*GIVEN TASK:* Could you write out all the items below again, swapping "single pin" for "single marker" and leaving everything else unchanged?

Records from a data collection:
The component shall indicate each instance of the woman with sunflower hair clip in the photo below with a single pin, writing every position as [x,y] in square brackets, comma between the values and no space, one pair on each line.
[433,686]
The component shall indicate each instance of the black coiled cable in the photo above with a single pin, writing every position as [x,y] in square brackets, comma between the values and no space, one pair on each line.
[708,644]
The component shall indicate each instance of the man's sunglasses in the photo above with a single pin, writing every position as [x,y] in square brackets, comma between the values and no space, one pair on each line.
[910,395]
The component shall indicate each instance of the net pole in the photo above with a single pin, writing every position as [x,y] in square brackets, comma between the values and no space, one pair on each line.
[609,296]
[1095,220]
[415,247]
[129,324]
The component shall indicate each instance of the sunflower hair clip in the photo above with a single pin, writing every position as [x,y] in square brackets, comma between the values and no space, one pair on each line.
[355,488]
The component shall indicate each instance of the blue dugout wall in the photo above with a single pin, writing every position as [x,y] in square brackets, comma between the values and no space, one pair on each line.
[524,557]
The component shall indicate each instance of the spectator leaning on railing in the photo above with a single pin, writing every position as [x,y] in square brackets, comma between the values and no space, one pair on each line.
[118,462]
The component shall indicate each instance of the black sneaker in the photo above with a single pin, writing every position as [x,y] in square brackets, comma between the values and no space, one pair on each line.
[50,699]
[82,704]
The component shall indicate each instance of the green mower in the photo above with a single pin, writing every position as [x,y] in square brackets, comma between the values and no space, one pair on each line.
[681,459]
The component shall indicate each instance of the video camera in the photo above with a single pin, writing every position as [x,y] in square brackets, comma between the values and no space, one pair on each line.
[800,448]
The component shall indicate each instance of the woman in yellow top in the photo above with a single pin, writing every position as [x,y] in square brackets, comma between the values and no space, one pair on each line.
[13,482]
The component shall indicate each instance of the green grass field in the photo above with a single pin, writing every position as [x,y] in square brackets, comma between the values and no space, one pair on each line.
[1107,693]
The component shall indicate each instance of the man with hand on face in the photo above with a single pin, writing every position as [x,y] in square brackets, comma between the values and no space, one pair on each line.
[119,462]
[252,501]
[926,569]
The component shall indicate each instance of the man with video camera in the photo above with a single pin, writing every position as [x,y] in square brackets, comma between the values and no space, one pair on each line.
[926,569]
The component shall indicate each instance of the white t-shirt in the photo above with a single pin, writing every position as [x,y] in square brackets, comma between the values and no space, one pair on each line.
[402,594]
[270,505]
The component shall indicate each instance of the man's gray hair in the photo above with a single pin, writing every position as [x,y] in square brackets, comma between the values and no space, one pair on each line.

*SOLUTION TO THE EXERCISE:*
The component shall indicate each instance of the woman with sunflower hair clip in the photo below with a single marker, writing every position as [x,y] in square brackets, comma between the values and no space, one pair on each line.
[433,686]
The component shall indicate each instance of the black coiled cable in the photo above with a single marker, writing every position as [x,y] in square brackets, comma between the values and no space, one pair on each line.
[708,644]
The component shall indicate each instance of the man's sunglasses in the photo above with a single marker, writing every position as [x,y] in square brackets, comma between the values and no space, one pair on each line.
[910,395]
The component shall indicate each instance of the net pole in the photo above with a single marker, writing every position as [x,y] in square brackets, comma between the values and no space, one pair on each line.
[609,296]
[1095,220]
[415,247]
[129,324]
The component shall indicate each instance of the sunflower hair clip in the photo above with a single marker, writing every position as [x,y] in square brackets, comma between the values and no space, one pair on each line.
[355,488]
The component shall indicate each instance of the blue dugout wall in the photo above with a single marker, writing every position as [x,y] in square brackets, comma between the values and no space, one pair on each line.
[524,557]
The component shall indicate each instance of the spectator leaning on railing in the photo above with a single marker, writing every position as [x,y] in square brackets, comma between the values and no space, one pair on each line.
[118,462]
The component shall indicate each instance of the black sneaker in the photo above with a single marker, writing every position as [x,y] in square brackets, comma between the values and no space, one pair on each line.
[50,699]
[82,704]
The component shall indicate each instance of the green mower in the photo above with a single marker, writing every position as [x,y] in square brackets, comma between the values and no space, one pair on each line.
[681,459]
The component shall indicate each instance of the video camera in the photo above with a single marker, writing every position as [x,y] in square brackets, comma between the values and no space, one pair on each line.
[800,448]
The component shall indicate each instance of the woman in yellow top in the photo above with a single marker, writing every position as [x,y] in square brackets, comma between the values and no space, one pair on each line.
[13,482]
The component shall indicate each instance of the green grass field in the photo above with a single marker, writing every position as [x,y] in square brackets, comma between the values and no space, one pair on each line.
[1107,693]
The component shall indicate each instance of the man with hand on face in the photo above with a single marker, writing every position as [x,y] in square brackets, comma between the values and no space, one pair on each line.
[119,462]
[252,501]
[926,569]
The component shall indicate each instance of the man with video camera in the photo above with a single marker, writing every position as [x,y] in square brackets, comma between the values and no space, one pair on each line.
[926,569]
The component shall indicate each instance of the white t-shirt in the photo above with a single marker, writing every position as [x,y] in square brackets, comma between the values and no space, one pair on each line.
[402,594]
[270,505]
The component shall indicate each instance of the man's gray hair in the photo above with a single marker, writing every position as [x,y] in square brackets, comma between the values and no space, one pair on each line.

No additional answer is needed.